課題の内容 ▸
以下の行をすべて、一字一句変えずに書き写してください。

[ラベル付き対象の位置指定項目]
# # # #

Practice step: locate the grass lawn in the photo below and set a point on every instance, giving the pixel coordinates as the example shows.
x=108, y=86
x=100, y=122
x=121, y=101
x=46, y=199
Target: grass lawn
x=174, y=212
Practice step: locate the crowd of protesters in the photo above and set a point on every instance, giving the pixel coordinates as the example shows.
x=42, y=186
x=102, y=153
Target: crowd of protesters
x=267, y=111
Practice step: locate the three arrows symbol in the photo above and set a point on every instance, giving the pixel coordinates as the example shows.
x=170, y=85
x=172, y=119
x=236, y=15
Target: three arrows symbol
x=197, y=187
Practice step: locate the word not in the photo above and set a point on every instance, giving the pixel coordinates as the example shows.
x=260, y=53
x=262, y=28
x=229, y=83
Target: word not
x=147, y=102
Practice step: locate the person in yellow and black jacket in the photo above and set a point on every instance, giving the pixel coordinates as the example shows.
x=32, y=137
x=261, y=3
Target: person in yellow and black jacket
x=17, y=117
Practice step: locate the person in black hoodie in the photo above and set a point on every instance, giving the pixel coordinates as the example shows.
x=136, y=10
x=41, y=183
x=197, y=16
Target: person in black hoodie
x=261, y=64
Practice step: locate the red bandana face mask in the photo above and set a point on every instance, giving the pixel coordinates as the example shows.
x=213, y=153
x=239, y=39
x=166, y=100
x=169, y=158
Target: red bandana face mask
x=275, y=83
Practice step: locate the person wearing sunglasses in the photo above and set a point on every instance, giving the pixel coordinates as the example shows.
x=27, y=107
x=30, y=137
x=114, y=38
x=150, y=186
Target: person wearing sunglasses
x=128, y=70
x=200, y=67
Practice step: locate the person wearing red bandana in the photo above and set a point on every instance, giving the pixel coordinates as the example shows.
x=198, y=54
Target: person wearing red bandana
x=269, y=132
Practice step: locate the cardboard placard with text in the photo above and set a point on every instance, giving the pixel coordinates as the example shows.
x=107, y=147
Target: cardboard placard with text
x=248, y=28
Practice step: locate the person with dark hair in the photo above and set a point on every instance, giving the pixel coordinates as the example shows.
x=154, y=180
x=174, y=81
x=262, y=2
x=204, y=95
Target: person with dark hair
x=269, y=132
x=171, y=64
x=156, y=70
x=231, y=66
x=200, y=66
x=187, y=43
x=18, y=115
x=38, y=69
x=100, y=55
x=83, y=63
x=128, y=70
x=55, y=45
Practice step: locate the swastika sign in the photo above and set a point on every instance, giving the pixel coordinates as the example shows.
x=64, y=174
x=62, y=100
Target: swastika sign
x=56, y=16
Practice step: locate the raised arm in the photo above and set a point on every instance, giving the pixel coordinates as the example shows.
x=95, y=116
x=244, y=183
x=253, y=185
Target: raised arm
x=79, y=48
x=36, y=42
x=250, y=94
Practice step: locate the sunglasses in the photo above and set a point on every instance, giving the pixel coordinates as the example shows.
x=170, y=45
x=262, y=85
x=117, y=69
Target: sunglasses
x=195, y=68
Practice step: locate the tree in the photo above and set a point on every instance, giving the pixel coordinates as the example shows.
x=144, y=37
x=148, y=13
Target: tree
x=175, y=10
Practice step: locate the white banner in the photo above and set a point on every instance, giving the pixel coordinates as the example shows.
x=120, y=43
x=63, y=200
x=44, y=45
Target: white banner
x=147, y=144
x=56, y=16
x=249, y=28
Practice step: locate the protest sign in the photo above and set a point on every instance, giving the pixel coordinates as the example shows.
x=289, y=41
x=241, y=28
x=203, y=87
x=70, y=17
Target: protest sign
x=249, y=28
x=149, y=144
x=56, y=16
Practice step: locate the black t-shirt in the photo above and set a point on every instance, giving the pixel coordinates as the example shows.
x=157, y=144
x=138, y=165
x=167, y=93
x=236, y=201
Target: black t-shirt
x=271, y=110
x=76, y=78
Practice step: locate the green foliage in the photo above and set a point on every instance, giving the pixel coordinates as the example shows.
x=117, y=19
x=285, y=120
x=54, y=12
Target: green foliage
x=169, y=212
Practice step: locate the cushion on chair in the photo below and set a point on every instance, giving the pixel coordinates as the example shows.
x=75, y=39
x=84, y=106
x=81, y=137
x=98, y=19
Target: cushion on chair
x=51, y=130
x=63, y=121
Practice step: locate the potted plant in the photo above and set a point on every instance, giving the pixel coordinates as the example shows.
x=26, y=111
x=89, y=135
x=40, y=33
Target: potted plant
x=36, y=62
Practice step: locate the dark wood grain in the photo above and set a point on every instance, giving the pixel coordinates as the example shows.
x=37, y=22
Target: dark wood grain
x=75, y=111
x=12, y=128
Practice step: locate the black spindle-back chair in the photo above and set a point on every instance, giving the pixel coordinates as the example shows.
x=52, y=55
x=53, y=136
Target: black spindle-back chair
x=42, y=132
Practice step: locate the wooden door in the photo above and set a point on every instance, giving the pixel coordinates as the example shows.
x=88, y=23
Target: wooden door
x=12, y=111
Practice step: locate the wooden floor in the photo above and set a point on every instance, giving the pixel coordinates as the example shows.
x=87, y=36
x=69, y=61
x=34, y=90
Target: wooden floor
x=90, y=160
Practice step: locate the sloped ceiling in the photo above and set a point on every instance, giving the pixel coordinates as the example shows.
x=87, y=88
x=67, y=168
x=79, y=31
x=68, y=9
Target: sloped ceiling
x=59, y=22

# # # #

出力結果 ▸
Practice step: locate the grass lawn in the photo below and set a point on every instance, giving the pixel coordinates as the example shows.
x=108, y=86
x=100, y=122
x=121, y=101
x=46, y=199
Target: grass lawn
x=174, y=212
Practice step: locate the crowd of protesters in the photo above and set a point on every instance, giving the pixel coordinates as the example shows.
x=42, y=186
x=102, y=153
Target: crowd of protesters
x=267, y=111
Practice step: locate the three arrows symbol in the photo above and set a point on every instance, giving the pixel coordinates as the example shows.
x=170, y=85
x=172, y=119
x=236, y=15
Target: three arrows symbol
x=197, y=187
Practice step: locate the word not in the photo above and set a point on every instance, giving the pixel coordinates as the example shows.
x=260, y=53
x=262, y=28
x=229, y=83
Target: word not
x=147, y=102
Practice step: locate the person in yellow and black jacket in the photo above and set a point on every instance, giving the pixel coordinates as the example shows.
x=32, y=137
x=261, y=3
Target: person in yellow and black jacket
x=17, y=117
Practice step: locate the person in black hoodie in the photo above and set a point on every instance, giving the pixel coordinates as the example shows.
x=136, y=10
x=41, y=183
x=197, y=16
Target: person in black hoodie
x=261, y=64
Practice step: locate the red bandana face mask in the photo above and set a point on every instance, giving the pixel coordinates as the example shows.
x=213, y=153
x=239, y=39
x=166, y=100
x=169, y=158
Target: red bandana face mask
x=275, y=83
Practice step: locate the person wearing sunglasses in the photo above and set a point on every instance, giving the pixel coordinates as the example shows.
x=27, y=107
x=30, y=137
x=114, y=38
x=150, y=186
Target: person wearing sunglasses
x=128, y=70
x=200, y=67
Practice step: locate the person wearing red bandana in the photo above and set a point on every instance, giving the pixel coordinates as the example shows.
x=198, y=54
Target: person wearing red bandana
x=269, y=132
Practice step: locate the cardboard placard with text in the photo above and set a point on every instance, giving the pixel coordinates as the example shows.
x=107, y=147
Target: cardboard placard with text
x=248, y=28
Practice step: locate the person with dark hair in the photo above and set a point on every instance, giving the pixel coordinates as the example shows.
x=154, y=180
x=174, y=81
x=262, y=2
x=204, y=95
Target: person with dark hair
x=269, y=132
x=171, y=64
x=156, y=70
x=231, y=66
x=200, y=66
x=187, y=43
x=18, y=115
x=38, y=69
x=100, y=55
x=83, y=63
x=128, y=70
x=55, y=45
Practice step: locate the swastika sign in the photo above and set a point on every instance, giving the pixel coordinates as the example shows.
x=64, y=174
x=62, y=100
Target: swastika sign
x=56, y=16
Practice step: locate the raised arm in the photo above and set a point on every instance, giving the pixel coordinates as the example shows.
x=95, y=116
x=244, y=183
x=253, y=185
Target: raised arm
x=79, y=48
x=36, y=42
x=250, y=94
Practice step: locate the sunglasses in the photo above and set a point on every instance, giving the pixel coordinates as the example shows.
x=170, y=45
x=262, y=85
x=117, y=69
Target: sunglasses
x=195, y=68
Practice step: locate the tree in the photo above and set a point on every instance, giving the pixel coordinates as the example shows.
x=144, y=37
x=148, y=13
Target: tree
x=175, y=10
Practice step: locate the white banner in the photo above and set a point on every instance, giving the pixel coordinates as the example shows.
x=120, y=43
x=63, y=200
x=44, y=45
Target: white banner
x=147, y=144
x=56, y=16
x=249, y=28
Practice step: locate the protest sign in the photo above and set a point on every instance, giving the pixel coordinates as the example shows.
x=289, y=41
x=241, y=28
x=203, y=87
x=70, y=17
Target: protest sign
x=249, y=28
x=149, y=144
x=56, y=16
Practice step: locate the black t-shirt in the photo above and set a point on every instance, giving the pixel coordinates as the example shows.
x=157, y=144
x=138, y=165
x=167, y=93
x=236, y=201
Target: black t-shirt
x=271, y=110
x=76, y=78
Practice step: locate the green foliage in the photo above and set a point on every instance, giving the pixel coordinates as the example shows.
x=117, y=19
x=285, y=120
x=54, y=12
Target: green foliage
x=169, y=212
Practice step: locate the cushion on chair in the photo below and set a point on every instance, giving the pixel coordinates as the example shows.
x=75, y=39
x=84, y=106
x=81, y=137
x=98, y=19
Target: cushion on chair
x=51, y=130
x=63, y=121
Practice step: locate the potted plant in the photo above and set a point on every instance, giving the pixel coordinates as the example shows.
x=26, y=111
x=89, y=135
x=40, y=33
Target: potted plant
x=36, y=62
Practice step: locate the dark wood grain in the photo above and set a point on every instance, giving the pixel coordinates as the example shows.
x=37, y=22
Target: dark wood grain
x=75, y=111
x=12, y=128
Practice step: locate the black spindle-back chair in the photo above and set a point on every instance, giving the pixel coordinates as the example shows.
x=52, y=55
x=53, y=136
Target: black spindle-back chair
x=42, y=132
Practice step: locate the wooden door in the photo above and set a point on every instance, giving the pixel coordinates as the example shows.
x=88, y=23
Target: wooden door
x=12, y=111
Practice step: locate the wooden floor in the photo above and set a point on every instance, giving the pixel coordinates as the example shows.
x=87, y=36
x=69, y=61
x=34, y=90
Target: wooden floor
x=90, y=160
Practice step: locate the sloped ceiling in the photo above and set a point on every instance, giving the pixel coordinates as the example shows.
x=87, y=88
x=67, y=168
x=79, y=31
x=68, y=9
Target: sloped ceiling
x=59, y=22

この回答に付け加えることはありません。